Your task: Return each line of the following listing that contains the string "below".

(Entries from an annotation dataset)
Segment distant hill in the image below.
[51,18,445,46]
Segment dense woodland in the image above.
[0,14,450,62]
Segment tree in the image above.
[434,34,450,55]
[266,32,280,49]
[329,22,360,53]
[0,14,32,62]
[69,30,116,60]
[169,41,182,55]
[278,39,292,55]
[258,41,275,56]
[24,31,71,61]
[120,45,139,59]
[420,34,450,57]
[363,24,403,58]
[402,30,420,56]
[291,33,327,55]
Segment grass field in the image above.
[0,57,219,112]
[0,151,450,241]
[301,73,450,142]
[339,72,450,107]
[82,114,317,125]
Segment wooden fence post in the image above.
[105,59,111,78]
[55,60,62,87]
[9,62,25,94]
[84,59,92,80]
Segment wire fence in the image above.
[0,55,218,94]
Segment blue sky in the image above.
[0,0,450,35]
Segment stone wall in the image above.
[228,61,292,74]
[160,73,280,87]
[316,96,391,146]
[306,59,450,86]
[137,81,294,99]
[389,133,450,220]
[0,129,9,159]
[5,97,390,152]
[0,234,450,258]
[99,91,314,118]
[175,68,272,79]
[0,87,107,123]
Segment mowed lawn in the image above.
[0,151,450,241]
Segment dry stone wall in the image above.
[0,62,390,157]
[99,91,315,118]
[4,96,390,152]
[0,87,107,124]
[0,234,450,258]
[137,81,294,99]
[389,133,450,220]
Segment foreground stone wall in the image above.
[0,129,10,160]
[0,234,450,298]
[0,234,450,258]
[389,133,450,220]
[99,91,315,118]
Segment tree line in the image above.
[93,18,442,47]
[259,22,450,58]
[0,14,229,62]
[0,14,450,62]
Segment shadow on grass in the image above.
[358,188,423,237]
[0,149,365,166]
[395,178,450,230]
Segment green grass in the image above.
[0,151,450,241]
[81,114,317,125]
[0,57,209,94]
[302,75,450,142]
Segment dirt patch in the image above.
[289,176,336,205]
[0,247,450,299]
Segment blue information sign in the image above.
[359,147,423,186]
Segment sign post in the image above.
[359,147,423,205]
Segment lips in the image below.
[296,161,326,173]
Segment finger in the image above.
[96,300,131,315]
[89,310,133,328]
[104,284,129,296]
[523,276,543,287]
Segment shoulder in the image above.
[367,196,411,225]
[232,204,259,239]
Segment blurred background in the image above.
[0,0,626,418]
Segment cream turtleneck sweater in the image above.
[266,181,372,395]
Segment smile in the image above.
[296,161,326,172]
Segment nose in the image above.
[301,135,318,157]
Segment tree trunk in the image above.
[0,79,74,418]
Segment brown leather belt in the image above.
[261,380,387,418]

==

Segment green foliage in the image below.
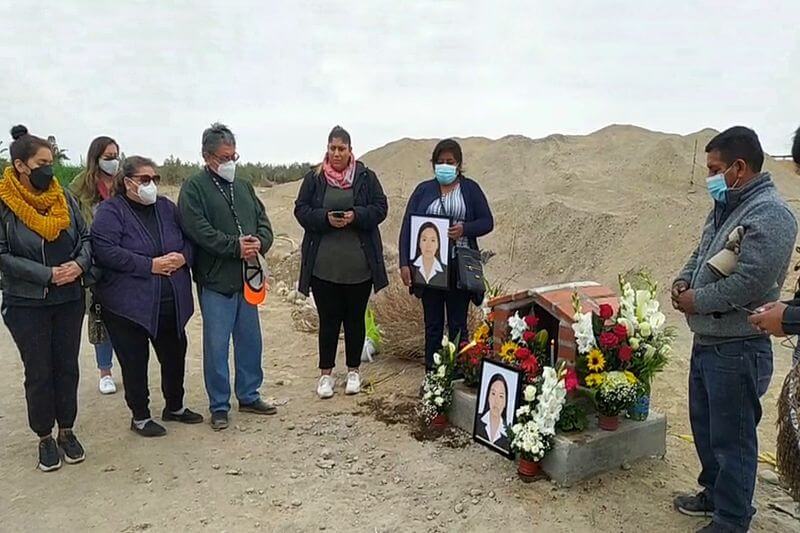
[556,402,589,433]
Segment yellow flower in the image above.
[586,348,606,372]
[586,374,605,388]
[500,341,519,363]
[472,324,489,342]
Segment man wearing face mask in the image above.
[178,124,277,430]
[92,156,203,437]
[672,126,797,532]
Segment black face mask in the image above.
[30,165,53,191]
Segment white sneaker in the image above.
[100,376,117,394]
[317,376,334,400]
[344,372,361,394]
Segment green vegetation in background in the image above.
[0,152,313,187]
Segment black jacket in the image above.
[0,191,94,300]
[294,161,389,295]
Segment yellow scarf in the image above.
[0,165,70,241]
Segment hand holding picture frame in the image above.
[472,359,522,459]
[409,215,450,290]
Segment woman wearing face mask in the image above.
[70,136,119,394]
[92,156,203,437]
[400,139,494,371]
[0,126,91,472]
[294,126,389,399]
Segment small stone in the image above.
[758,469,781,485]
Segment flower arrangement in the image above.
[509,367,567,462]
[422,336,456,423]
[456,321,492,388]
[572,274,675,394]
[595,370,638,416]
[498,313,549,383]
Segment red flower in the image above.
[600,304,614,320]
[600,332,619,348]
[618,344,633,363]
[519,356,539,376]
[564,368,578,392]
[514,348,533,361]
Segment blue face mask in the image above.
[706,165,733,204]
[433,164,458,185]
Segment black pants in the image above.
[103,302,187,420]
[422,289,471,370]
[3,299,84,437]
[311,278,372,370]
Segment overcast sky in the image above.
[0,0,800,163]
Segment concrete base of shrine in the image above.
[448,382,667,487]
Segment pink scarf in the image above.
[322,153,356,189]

The output:
Segment distant hill in the image below.
Segment lips in the image below.
Segment green foliage in the image below.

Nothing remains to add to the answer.